Rewrite everything from the line containing "Given the image above, locate the tree line." down to the line containing "left=490, top=140, right=531, bottom=152", swapping "locate" for "outline" and keeping all other text unchanged.

--- Begin Listed records ---

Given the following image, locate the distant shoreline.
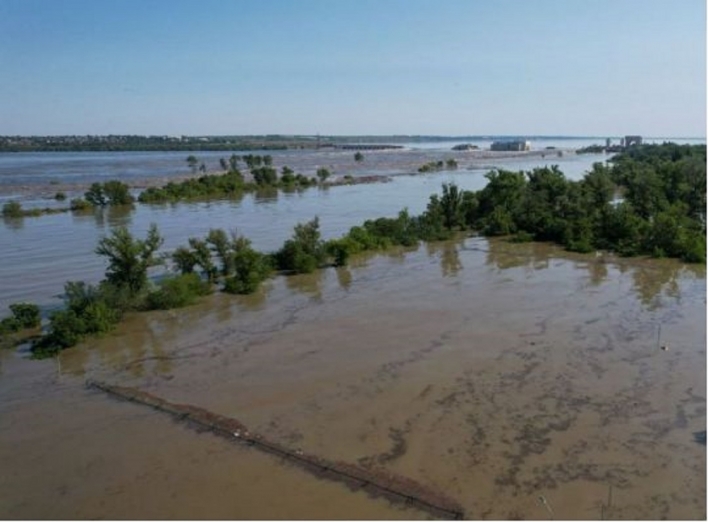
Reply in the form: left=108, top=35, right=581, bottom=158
left=0, top=149, right=573, bottom=200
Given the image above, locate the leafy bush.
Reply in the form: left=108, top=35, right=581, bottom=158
left=32, top=281, right=122, bottom=357
left=69, top=198, right=93, bottom=212
left=10, top=303, right=41, bottom=328
left=275, top=217, right=326, bottom=274
left=2, top=201, right=24, bottom=218
left=146, top=273, right=211, bottom=310
left=95, top=224, right=163, bottom=294
left=317, top=167, right=332, bottom=183
left=0, top=303, right=41, bottom=335
left=0, top=316, right=22, bottom=336
left=224, top=236, right=273, bottom=294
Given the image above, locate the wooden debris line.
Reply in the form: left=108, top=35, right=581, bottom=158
left=86, top=380, right=464, bottom=520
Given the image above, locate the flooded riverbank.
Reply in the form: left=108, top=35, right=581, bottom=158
left=0, top=238, right=706, bottom=519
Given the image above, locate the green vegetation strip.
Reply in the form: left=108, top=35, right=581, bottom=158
left=0, top=143, right=706, bottom=357
left=86, top=380, right=464, bottom=520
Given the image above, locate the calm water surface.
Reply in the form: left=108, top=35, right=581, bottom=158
left=0, top=238, right=706, bottom=520
left=0, top=150, right=606, bottom=309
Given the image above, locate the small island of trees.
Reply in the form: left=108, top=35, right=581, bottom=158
left=0, top=144, right=706, bottom=357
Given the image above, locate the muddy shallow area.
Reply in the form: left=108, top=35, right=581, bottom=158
left=0, top=238, right=706, bottom=519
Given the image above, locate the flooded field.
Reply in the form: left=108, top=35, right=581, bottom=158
left=0, top=146, right=606, bottom=313
left=0, top=238, right=706, bottom=519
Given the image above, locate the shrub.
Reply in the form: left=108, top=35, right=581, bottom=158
left=275, top=217, right=326, bottom=274
left=146, top=273, right=211, bottom=310
left=95, top=224, right=163, bottom=294
left=0, top=316, right=22, bottom=336
left=317, top=168, right=332, bottom=183
left=325, top=237, right=359, bottom=266
left=2, top=201, right=24, bottom=218
left=10, top=303, right=41, bottom=328
left=224, top=236, right=273, bottom=294
left=69, top=198, right=93, bottom=212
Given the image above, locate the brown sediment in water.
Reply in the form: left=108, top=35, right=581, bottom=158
left=86, top=380, right=464, bottom=520
left=0, top=150, right=563, bottom=200
left=0, top=238, right=706, bottom=519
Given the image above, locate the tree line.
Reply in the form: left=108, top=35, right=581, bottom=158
left=0, top=140, right=706, bottom=356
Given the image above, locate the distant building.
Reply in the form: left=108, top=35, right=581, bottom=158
left=452, top=143, right=479, bottom=150
left=624, top=136, right=642, bottom=147
left=490, top=140, right=531, bottom=152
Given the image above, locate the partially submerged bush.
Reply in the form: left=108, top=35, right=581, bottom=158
left=146, top=273, right=211, bottom=310
left=224, top=236, right=273, bottom=294
left=2, top=200, right=24, bottom=218
left=275, top=217, right=326, bottom=274
left=0, top=303, right=41, bottom=335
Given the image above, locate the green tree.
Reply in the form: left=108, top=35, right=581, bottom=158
left=440, top=183, right=464, bottom=230
left=84, top=182, right=108, bottom=207
left=189, top=237, right=219, bottom=283
left=224, top=236, right=272, bottom=294
left=206, top=228, right=233, bottom=276
left=275, top=217, right=326, bottom=273
left=187, top=154, right=199, bottom=174
left=172, top=246, right=198, bottom=274
left=2, top=200, right=23, bottom=218
left=96, top=224, right=163, bottom=294
left=317, top=167, right=332, bottom=183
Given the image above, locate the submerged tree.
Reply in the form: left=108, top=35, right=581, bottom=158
left=95, top=224, right=163, bottom=294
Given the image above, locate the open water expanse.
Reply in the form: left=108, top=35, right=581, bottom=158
left=0, top=140, right=706, bottom=520
left=0, top=139, right=705, bottom=310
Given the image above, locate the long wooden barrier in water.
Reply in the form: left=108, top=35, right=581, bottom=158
left=86, top=381, right=464, bottom=520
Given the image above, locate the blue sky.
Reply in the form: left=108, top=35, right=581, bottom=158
left=0, top=0, right=706, bottom=137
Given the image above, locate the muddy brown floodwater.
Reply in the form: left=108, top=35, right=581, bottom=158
left=0, top=238, right=706, bottom=519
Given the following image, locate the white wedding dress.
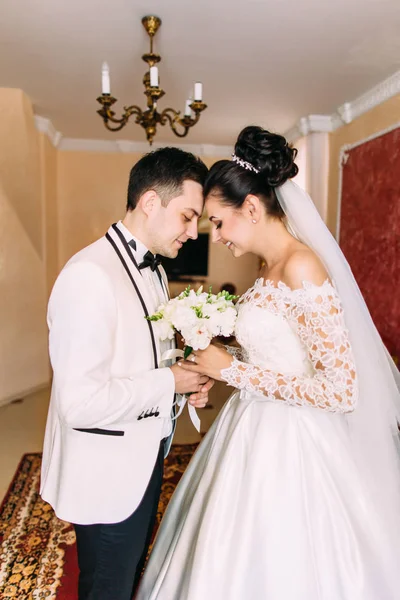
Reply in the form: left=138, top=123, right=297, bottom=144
left=137, top=279, right=400, bottom=600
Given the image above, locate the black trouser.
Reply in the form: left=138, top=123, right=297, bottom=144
left=74, top=441, right=164, bottom=600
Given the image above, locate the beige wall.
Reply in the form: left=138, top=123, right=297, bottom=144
left=327, top=95, right=400, bottom=233
left=39, top=133, right=59, bottom=297
left=0, top=89, right=49, bottom=404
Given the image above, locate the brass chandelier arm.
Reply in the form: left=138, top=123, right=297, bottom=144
left=97, top=15, right=207, bottom=145
left=160, top=108, right=200, bottom=137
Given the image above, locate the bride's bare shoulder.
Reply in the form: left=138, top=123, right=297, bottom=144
left=282, top=247, right=329, bottom=289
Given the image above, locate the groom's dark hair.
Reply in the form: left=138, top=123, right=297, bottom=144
left=126, top=148, right=208, bottom=211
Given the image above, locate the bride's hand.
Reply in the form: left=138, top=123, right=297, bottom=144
left=178, top=344, right=233, bottom=381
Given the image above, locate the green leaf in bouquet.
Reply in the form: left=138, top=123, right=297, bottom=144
left=178, top=285, right=190, bottom=298
left=145, top=313, right=164, bottom=321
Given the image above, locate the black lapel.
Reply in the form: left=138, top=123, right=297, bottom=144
left=106, top=231, right=158, bottom=369
left=112, top=223, right=142, bottom=275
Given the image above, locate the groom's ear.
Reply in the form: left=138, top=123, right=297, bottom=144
left=138, top=190, right=161, bottom=217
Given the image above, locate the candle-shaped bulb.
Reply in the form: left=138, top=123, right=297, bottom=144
left=150, top=67, right=158, bottom=87
left=194, top=81, right=203, bottom=102
left=185, top=99, right=192, bottom=117
left=101, top=62, right=111, bottom=94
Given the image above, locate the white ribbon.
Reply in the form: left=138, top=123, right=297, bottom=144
left=160, top=350, right=200, bottom=433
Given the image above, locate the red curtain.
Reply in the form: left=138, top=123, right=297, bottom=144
left=340, top=128, right=400, bottom=357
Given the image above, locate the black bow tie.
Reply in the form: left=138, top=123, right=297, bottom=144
left=138, top=250, right=161, bottom=271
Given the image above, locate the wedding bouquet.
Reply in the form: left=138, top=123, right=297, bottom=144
left=147, top=285, right=237, bottom=359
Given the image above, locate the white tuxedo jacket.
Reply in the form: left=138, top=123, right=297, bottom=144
left=41, top=226, right=175, bottom=524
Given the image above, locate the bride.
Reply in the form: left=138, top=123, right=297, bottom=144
left=137, top=127, right=400, bottom=600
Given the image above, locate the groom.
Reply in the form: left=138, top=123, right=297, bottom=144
left=41, top=148, right=213, bottom=600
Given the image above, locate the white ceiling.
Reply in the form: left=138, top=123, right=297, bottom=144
left=0, top=0, right=400, bottom=145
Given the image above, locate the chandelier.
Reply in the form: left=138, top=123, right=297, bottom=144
left=97, top=16, right=207, bottom=145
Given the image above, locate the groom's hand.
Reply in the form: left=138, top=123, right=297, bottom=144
left=188, top=375, right=215, bottom=408
left=170, top=363, right=214, bottom=408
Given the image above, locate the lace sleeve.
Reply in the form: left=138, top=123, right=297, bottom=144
left=221, top=288, right=358, bottom=413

--- End Listed records ---

Correct response.
Given the image above, outline the tree line.
Reply in the form: left=108, top=35, right=581, bottom=158
left=0, top=140, right=706, bottom=356
Given the image above, outline the distant building.
Reply in the form: left=108, top=35, right=581, bottom=158
left=452, top=143, right=479, bottom=150
left=624, top=136, right=642, bottom=147
left=490, top=140, right=531, bottom=152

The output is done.